## Aim of the task
Repeat only the stretch of lines below that runs from the line with "task: outline every instance" through the line with "276 235 L 327", unaltered.

## Raw data
▬▬▬▬▬▬▬▬▬▬

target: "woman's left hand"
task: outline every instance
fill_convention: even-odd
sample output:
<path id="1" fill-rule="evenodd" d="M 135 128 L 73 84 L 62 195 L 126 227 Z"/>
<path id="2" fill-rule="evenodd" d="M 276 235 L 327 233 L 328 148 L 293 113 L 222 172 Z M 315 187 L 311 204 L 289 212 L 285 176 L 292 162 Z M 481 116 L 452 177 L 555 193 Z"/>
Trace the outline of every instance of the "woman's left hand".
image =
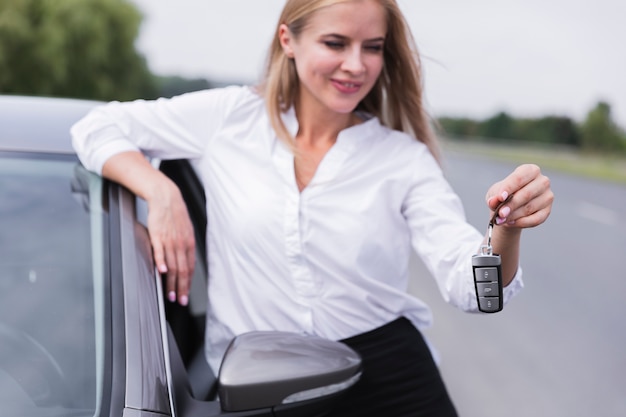
<path id="1" fill-rule="evenodd" d="M 511 194 L 513 197 L 498 210 L 496 224 L 529 228 L 542 224 L 552 211 L 554 193 L 550 179 L 537 165 L 518 166 L 508 177 L 487 191 L 487 205 L 493 211 Z"/>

▬▬▬▬▬▬▬▬▬▬

## Completed exercise
task: outline every instance
fill_convention: even-odd
sample output:
<path id="1" fill-rule="evenodd" d="M 135 128 L 73 84 L 62 195 L 126 227 Z"/>
<path id="2" fill-rule="evenodd" d="M 276 235 L 327 233 L 328 148 L 293 113 L 222 172 Z M 315 187 L 311 204 L 289 212 L 285 176 L 292 162 Z M 481 116 L 452 177 L 555 193 Z"/>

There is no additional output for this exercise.